## WHAT TO PRODUCE
Copy out all the records, word for word.

=-=-=

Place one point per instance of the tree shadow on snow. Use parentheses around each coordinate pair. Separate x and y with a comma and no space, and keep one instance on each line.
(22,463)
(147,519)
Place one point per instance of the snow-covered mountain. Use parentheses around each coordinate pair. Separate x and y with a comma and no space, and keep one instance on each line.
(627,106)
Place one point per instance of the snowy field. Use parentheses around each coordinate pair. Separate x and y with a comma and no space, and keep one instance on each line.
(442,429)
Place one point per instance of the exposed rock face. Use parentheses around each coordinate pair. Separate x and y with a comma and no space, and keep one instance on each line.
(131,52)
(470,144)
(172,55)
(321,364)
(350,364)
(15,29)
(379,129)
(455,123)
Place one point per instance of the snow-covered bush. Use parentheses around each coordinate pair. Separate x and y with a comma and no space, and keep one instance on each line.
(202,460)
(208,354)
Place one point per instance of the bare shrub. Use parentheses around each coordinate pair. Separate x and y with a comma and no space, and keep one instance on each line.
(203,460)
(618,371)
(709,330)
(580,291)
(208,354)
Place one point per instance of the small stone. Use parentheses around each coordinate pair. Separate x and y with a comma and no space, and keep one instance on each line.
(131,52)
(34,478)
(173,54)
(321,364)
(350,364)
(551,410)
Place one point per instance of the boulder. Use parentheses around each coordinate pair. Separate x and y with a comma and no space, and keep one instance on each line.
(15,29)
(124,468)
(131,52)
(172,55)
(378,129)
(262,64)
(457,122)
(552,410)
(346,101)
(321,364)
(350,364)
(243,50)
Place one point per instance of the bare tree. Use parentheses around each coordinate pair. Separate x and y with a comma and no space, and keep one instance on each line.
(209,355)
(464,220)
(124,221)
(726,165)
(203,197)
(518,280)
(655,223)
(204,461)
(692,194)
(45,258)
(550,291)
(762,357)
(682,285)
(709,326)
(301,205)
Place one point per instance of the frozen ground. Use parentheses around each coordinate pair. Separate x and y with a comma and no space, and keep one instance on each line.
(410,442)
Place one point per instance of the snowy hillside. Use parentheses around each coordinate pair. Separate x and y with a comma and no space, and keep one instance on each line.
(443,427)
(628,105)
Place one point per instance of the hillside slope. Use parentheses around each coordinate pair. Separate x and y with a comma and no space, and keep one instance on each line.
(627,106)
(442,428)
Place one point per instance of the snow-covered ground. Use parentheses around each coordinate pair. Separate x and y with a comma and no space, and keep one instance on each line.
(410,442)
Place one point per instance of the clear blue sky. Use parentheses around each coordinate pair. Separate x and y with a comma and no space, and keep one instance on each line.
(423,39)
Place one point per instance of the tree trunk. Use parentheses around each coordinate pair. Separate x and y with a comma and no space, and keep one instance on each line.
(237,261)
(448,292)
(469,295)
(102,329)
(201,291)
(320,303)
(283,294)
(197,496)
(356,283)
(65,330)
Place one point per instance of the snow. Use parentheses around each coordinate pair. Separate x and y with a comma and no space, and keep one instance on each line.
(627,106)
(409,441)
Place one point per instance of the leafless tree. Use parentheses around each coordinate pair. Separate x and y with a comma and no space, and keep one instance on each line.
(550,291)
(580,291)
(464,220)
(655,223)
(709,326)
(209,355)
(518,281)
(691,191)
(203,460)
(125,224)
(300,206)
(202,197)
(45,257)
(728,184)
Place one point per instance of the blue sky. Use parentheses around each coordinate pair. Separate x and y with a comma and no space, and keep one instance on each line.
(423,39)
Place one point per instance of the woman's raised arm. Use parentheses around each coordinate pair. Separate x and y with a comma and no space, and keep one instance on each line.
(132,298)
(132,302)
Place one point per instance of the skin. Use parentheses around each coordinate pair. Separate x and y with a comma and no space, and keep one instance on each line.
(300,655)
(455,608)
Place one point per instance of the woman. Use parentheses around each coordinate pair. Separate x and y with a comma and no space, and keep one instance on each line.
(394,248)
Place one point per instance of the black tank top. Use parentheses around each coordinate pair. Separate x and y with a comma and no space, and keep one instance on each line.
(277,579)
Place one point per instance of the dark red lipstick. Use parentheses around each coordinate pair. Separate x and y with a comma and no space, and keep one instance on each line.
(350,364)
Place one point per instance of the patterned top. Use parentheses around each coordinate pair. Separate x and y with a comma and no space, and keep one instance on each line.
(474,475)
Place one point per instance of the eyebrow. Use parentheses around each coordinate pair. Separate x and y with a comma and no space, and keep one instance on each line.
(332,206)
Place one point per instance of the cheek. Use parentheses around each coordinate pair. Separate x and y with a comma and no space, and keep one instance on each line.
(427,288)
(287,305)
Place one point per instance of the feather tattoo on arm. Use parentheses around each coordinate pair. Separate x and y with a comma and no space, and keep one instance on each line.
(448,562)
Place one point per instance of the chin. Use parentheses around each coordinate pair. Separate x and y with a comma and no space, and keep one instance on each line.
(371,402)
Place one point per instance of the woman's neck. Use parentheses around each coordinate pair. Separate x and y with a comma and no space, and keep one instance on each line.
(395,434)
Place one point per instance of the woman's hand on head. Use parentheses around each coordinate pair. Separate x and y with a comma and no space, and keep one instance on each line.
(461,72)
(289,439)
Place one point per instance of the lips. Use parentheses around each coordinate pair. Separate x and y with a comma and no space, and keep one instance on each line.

=-=-=

## RESPONSE
Place one point per instance of the tree shadow on snow. Use parentheses around each coordinate pair. Separate x and y with a comma and no space, and keep one instance on each line.
(22,463)
(147,519)
Place one point per instance of the snow-covered mountain. Use parentheses around each coordinate pair. Separate x and y with a comma and no space, and keep one instance on each line.
(627,106)
Place one point per instance of the snowy field. Use parentheses around each coordinate pair. Separate x and y with a comma and no space, and keep one instance on each line.
(442,429)
Place one point per instance of the exposed rock face. Use parentheses around each coordinate pair. Separate x and y with a comma and no space, and keep one instance on each line.
(131,52)
(470,144)
(172,55)
(321,364)
(350,364)
(15,29)
(379,129)
(455,123)
Place one point per instance of the snow-covered bush. Use parentheses around each coordinate pair. Separate x and y with a comma and no space, and keep one instance on each line.
(202,460)
(208,354)
Place one point per instance of the bare shrub. Use parentheses around each coordinate pair. Separate x and y with a comma and no space, and keep one instance on each line.
(203,460)
(618,371)
(709,330)
(580,291)
(208,354)
Place one point per instance of the small stone. Use parentheses around each coordinate pair. Separate x and y with a comma and no space, and keep one instance on each line.
(131,52)
(34,478)
(173,54)
(321,364)
(350,364)
(551,410)
Place one point per instance of the boulder. Use parentheses around each coordinate pair. Separate x and y with a comma and no space, and keep one instance on each line.
(15,29)
(124,468)
(131,52)
(172,55)
(378,129)
(262,64)
(457,122)
(552,410)
(346,101)
(321,364)
(350,364)
(243,50)
Place one point per instance of the bare tree. Use parentheses around each coordinate pair. Separate x and y with a comma and no space, and keep one instance on each line.
(209,355)
(464,220)
(124,221)
(726,165)
(203,197)
(518,280)
(655,223)
(204,461)
(692,194)
(45,258)
(550,291)
(762,357)
(682,285)
(709,326)
(301,205)
Place one point per instance of the frozen ground. Use parentheses around each coordinate pair. Separate x and y with a comma and no space, and keep one instance on each line.
(410,442)
Place one point per instance of the snowy hillside. Use parentheses around each coordinate pair. Separate x and y with a comma and no space, and keep one instance on each line.
(443,427)
(628,105)
Place one point per instance of the hillside slope. Use parentheses around each coordinate pair. Separate x and y with a comma and no space, and keep one instance on each line.
(627,106)
(442,428)
Place one point per instance of the snow-covered ground. Use parentheses around each coordinate pair. Separate x and y with a comma and no space, and keep one instance on each line.
(410,442)
Place one point per instance of the clear blue sky. Use parentheses around each coordinate pair. Separate x and y with a comma and no space, and keep one instance on each line.
(423,39)
Place one point per instance of the tree trunk. Use parentheses around each coordinate pair. Separate x and y with a comma and no space, and keep one instance on each line.
(237,261)
(448,292)
(469,295)
(102,329)
(201,291)
(320,303)
(283,294)
(197,496)
(356,283)
(65,330)
Place one point per instance of the snow. Use parentheses around each coordinate pair. Separate x and y with a comma and no space, and keep one instance on each line.
(627,106)
(409,441)
Place one point per instance of the leafless tree. Use parentheses around each coordinate pair. Separate x and y with a comma and no space, and keep one instance on each line.
(550,291)
(580,291)
(464,220)
(655,223)
(709,326)
(209,355)
(518,281)
(691,191)
(203,460)
(125,224)
(300,206)
(202,197)
(45,257)
(728,184)
Place one point per instance of the blue sky. Use parentheses around each coordinate pair. Separate x and y with a comma and no space, and keep one instance on each line.
(423,39)
Place one point per instance of the woman's raised arm. Use parentheses around each coordinate pair. Separate x and y with a comma and no space, and keep one instance on each line.
(132,298)
(132,302)
Place one point per instance of the skin. Use parentheses around each coordinate pair. Separate x and y with a comma and no space, and keep one instance on each line.
(300,655)
(455,608)
Place one point per instance of the woman. Use parentheses around each coordinate pair. Separate x and y with a comma and no space, and keep one instance on each line.
(394,248)
Place one point per instance of the black tank top. Use parentheses around each coordinate pair. Separate x and y with a comma and no space, and keep one instance on each line.
(277,579)
Place one point per instance of the dark red lipstick. Use parentheses around each coordinate pair. Separate x and y with a comma and no space, and keep one instance on each line.
(350,364)
Place one point per instance of the patterned top. Use parentheses around each coordinate pair. Separate x and y with a comma and no space, and keep one instance on each line.
(474,475)
Place one point per instance of the eyebrow. Use parentheses around each coordinate pair. Separate x and y with a comma and no space, and keep one instance on each line.
(332,206)
Place one point per instance of the cheek. Use parentheses around each coordinate pair. Separate x and y with a comma and no space, and keep one instance on each line.
(427,288)
(287,305)
Place one point per instance of the feather tattoo on arm. Use parentheses around each coordinate pair. Separate x and y with a comma and no space, and keep one instance on each line.
(448,562)
Place one point per instance of the chin. Use parentheses around each coordinate pair. Separate x and y with a comma and no space, and keep one instance on each line.
(371,402)
Place one point per instance of the woman's neck. Use parentheses around each coordinate pair. Separate x and y with a comma and no space, and keep one instance on each line.
(395,434)
Place one point per instance of the woman's hand on head. Use parentheses around each coordinate pair. Separate x and y with a comma and no space, and keep one instance on each line.
(461,72)
(289,439)
Place one point per instance of the lips. Use parentheses around each coordinate pair. Separate x and y with a comma and no space, and keep one instance on each line.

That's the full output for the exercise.